▶ **RECORDED DATA**:
Content starts

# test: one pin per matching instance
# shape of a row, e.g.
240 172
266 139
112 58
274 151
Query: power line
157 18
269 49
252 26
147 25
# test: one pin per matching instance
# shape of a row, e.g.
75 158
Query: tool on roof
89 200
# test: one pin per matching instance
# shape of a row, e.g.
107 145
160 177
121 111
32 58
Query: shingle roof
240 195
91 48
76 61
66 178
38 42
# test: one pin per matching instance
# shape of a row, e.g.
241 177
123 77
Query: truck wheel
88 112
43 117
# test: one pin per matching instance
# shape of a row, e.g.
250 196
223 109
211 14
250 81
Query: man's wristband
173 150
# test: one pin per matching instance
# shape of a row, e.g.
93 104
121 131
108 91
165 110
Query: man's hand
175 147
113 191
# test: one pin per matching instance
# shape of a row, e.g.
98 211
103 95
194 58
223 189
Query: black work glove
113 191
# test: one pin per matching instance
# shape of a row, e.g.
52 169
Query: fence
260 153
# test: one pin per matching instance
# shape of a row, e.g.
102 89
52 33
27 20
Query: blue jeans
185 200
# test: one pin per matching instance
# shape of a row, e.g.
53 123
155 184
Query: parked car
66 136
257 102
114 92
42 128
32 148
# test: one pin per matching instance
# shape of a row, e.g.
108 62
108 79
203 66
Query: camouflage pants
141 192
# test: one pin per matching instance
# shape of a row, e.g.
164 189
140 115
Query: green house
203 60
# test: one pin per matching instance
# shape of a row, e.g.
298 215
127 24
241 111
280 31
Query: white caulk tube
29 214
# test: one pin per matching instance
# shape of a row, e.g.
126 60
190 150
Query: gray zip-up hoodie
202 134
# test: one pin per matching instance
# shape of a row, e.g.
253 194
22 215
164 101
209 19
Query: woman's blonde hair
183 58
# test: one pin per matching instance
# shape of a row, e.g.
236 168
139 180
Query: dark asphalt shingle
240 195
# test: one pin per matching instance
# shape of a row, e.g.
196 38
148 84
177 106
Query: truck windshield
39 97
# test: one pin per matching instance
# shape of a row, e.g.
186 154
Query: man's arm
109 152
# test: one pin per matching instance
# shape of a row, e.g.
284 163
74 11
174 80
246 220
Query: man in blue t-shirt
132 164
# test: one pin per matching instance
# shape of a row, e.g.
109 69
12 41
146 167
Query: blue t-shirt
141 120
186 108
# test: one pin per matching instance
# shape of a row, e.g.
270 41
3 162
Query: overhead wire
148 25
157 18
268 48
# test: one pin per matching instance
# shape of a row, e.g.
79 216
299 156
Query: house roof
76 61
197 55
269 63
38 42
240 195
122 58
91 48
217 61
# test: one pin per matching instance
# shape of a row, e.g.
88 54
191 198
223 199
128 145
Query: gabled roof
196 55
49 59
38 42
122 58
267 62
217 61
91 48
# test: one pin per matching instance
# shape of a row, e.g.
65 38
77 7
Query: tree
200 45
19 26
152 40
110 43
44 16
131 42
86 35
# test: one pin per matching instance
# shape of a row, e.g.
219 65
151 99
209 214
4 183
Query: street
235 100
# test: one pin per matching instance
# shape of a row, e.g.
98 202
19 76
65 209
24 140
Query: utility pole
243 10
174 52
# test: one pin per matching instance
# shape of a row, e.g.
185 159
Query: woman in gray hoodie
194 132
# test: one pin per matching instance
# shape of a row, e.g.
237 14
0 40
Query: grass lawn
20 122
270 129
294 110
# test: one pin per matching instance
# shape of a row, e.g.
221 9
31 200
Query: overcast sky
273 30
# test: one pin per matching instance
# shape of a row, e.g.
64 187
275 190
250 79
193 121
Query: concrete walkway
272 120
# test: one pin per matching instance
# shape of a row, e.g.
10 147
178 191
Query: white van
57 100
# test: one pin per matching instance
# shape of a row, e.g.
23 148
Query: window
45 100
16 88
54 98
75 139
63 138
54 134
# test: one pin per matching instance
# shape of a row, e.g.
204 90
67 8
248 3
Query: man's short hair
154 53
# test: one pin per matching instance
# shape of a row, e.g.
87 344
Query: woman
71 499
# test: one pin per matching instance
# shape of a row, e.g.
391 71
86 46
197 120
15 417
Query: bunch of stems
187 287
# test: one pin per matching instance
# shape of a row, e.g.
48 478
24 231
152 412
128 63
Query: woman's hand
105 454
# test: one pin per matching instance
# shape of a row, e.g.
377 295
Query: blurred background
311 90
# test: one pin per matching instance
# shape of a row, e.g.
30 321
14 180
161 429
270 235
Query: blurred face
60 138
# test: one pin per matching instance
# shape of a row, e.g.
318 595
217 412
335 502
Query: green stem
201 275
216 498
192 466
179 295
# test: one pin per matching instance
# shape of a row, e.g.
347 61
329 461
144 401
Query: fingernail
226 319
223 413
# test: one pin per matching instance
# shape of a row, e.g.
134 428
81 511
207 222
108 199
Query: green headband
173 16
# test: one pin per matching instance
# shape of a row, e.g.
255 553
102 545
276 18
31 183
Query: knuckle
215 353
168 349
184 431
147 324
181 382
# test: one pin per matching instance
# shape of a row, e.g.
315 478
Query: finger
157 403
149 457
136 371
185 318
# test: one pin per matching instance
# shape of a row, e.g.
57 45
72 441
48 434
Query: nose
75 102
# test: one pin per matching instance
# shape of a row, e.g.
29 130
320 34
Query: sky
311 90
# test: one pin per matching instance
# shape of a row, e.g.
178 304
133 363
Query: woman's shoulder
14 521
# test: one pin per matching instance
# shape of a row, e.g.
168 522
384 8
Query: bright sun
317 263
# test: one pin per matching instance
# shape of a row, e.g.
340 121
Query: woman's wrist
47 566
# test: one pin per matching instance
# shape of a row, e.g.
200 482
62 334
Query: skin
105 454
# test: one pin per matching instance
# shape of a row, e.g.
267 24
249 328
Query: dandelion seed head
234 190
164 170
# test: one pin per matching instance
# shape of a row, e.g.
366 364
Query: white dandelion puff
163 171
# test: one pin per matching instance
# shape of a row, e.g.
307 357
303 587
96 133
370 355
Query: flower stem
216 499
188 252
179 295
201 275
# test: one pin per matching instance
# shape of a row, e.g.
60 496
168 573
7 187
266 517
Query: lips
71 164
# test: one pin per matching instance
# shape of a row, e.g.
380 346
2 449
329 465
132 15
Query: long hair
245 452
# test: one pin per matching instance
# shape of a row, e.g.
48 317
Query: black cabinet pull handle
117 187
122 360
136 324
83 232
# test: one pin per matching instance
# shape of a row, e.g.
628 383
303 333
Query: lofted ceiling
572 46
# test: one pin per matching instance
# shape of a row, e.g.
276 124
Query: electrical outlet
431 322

Content ends

▶ **WHAT NEEDS TO BE DONE**:
Please quote the data above in full, with no line missing.

▶ **FINISHED TASK**:
# test: one pin per matching instance
# shape of a row, e.g.
240 172
266 139
112 58
274 151
Query: power line
157 18
269 49
252 26
147 25
# test: one pin per matching instance
# shape of a row, e.g.
75 158
Query: tool on roof
89 200
# test: one pin per matching instance
# shape of a row, e.g.
107 145
160 177
121 111
32 58
Query: shingle roof
240 195
91 48
76 61
66 178
38 42
# test: one pin per matching instance
# shape of a row, e.g.
241 177
123 77
Query: truck wheel
88 112
43 117
# test: one pin per matching instance
# shape of a row, e.g.
250 196
223 109
211 14
250 81
Query: man's wristband
173 150
# test: one pin per matching instance
# shape of a row, e.g.
93 104
121 131
108 91
165 110
Query: man's hand
175 147
113 191
# test: one pin per matching instance
# shape of a row, e.g.
98 211
103 95
194 58
223 189
Query: black work glove
113 191
# test: one pin per matching instance
# shape of a row, e.g.
52 169
Query: fence
260 153
# test: one pin per matching instance
# shape of a row, e.g.
102 89
52 33
27 20
Query: blue jeans
185 200
# test: one pin per matching instance
# shape of a row, e.g.
53 123
155 184
Query: parked car
66 136
257 102
114 92
42 128
32 148
# test: one pin per matching instance
# shape of a row, e.g.
108 62
108 79
203 66
Query: camouflage pants
141 192
# test: one pin per matching instance
# shape of a row, e.g.
164 189
140 115
Query: green house
203 60
# test: one pin per matching instance
# shape of a row, e.g.
298 215
127 24
241 111
280 31
Query: white caulk tube
29 214
# test: one pin per matching instance
# shape of a row, e.g.
126 60
190 150
Query: gray zip-up hoodie
202 134
# test: one pin per matching instance
# shape of a row, e.g.
253 194
22 215
164 101
209 19
Query: woman's blonde hair
183 58
# test: one pin per matching instance
# shape of a row, e.g.
236 168
139 180
Query: dark asphalt shingle
240 195
# test: one pin per matching instance
# shape of a row, e.g.
196 38
148 84
177 106
Query: truck windshield
39 97
# test: one pin per matching instance
# shape of a row, e.g.
186 154
Query: man's arm
109 152
# test: one pin per matching instance
# shape of a row, e.g.
284 163
74 11
174 80
246 220
Query: man in blue t-shirt
132 164
# test: one pin per matching instance
# shape of a row, e.g.
109 69
12 41
146 167
Query: blue t-shirt
141 120
186 108
# test: one pin per matching instance
# shape of a row, e.g.
270 41
3 162
Query: overhead wire
148 25
157 18
268 48
# test: one pin per matching instance
# shape of a row, e.g.
79 216
299 156
Query: house roof
76 61
197 55
269 63
38 42
240 195
122 58
91 48
217 61
# test: one pin per matching instance
# shape of a row, e.g.
88 54
191 198
223 199
128 145
Query: gabled roof
196 55
49 59
38 42
122 58
267 62
217 61
91 48
# test: one pin per matching instance
# shape of a row, e.g.
65 38
77 7
Query: tree
200 45
19 26
152 40
110 43
44 16
131 42
86 35
# test: one pin per matching instance
# shape of a row, e.g.
219 65
151 99
209 214
4 183
Query: street
235 100
# test: one pin per matching instance
# shape of a row, e.g.
98 202
19 76
65 209
24 140
Query: utility pole
243 10
174 52
# test: one pin per matching instance
# shape of a row, e.g.
185 159
Query: woman in gray hoodie
194 132
# test: one pin per matching instance
# shape of a row, e.g.
237 14
0 40
Query: grass lawn
20 122
270 129
294 110
# test: one pin per matching instance
# shape of a row, e.g.
221 9
31 200
Query: overcast sky
273 30
# test: one pin per matching instance
# shape of a row, e.g.
64 187
275 190
250 79
193 121
Query: concrete walkway
272 120
# test: one pin per matching instance
# shape of a row, e.g.
10 147
178 191
Query: white van
57 100
# test: one pin per matching instance
# shape of a row, e.g.
23 148
Query: window
45 100
16 88
54 98
75 139
63 138
54 134
# test: one pin per matching instance
# shape of a row, e.g.
204 90
67 8
248 3
Query: man's short hair
154 53
# test: one pin per matching instance
# shape of a row, e.g.
87 344
Query: woman
71 499
# test: one pin per matching instance
# shape of a row, e.g.
391 71
86 46
197 120
15 417
Query: bunch of stems
187 287
# test: one pin per matching instance
# shape of a row, e.g.
48 478
24 231
152 412
128 63
Query: woman's hand
105 454
# test: one pin per matching instance
# shape of a row, e.g.
377 295
Query: blurred background
311 90
# test: one pin per matching instance
# shape of a row, e.g.
30 321
14 180
161 429
270 235
Query: blurred face
60 138
# test: one pin per matching instance
# shape of a row, e.g.
318 595
217 412
335 502
Query: green stem
201 275
216 498
192 466
179 295
# test: one pin per matching instance
# shape of a row, e.g.
347 61
329 461
144 401
Query: fingernail
226 319
223 413
# test: one pin per matching instance
# shape of a row, e.g.
134 428
81 511
207 222
108 199
Query: green headband
173 16
# test: one pin per matching instance
# shape of a row, e.g.
255 553
102 545
276 18
31 183
Query: knuckle
215 353
168 349
184 431
147 324
181 382
# test: one pin per matching instance
# shape of a row, e.g.
315 478
Query: finger
157 403
149 457
136 371
185 318
# test: one pin per matching instance
# shape of a row, e.g.
57 45
72 441
48 434
Query: nose
75 102
# test: one pin per matching instance
# shape of a row, e.g.
29 130
320 34
Query: sky
311 90
# test: one pin per matching instance
# shape of a row, e.g.
178 304
133 363
Query: woman's shoulder
14 521
# test: one pin per matching instance
# shape of a row, e.g.
168 522
384 8
Query: bright sun
317 263
# test: one pin per matching instance
# shape of a row, e.g.
340 121
Query: woman's wrist
47 566
# test: one pin per matching instance
# shape of a row, e.g.
200 482
62 334
Query: skin
105 454
# test: one pin per matching instance
# shape of a row, e.g.
267 24
249 328
Query: dandelion seed head
234 190
164 170
# test: one pin per matching instance
# shape of a row, e.g.
366 364
Query: white dandelion puff
163 171
# test: one pin per matching instance
# shape of a row, e.g.
307 357
303 587
96 133
370 355
Query: flower stem
216 499
188 252
179 295
201 275
# test: one pin per matching instance
# shape of a row, e.g.
60 496
168 573
7 187
266 517
Query: lips
71 164
# test: one pin per matching instance
# shape of a row, e.g.
380 346
2 449
329 465
132 15
Query: long hair
245 452
# test: one pin per matching instance
# shape of a row, e.g.
48 317
Query: black cabinet pull handle
117 187
122 360
136 324
83 232
# test: one pin per matching instance
# shape of a row, e.g.
628 383
303 333
Query: lofted ceiling
572 46
# test: one pin per matching instance
# shape of a row, e.g.
276 124
Query: electrical outlet
431 322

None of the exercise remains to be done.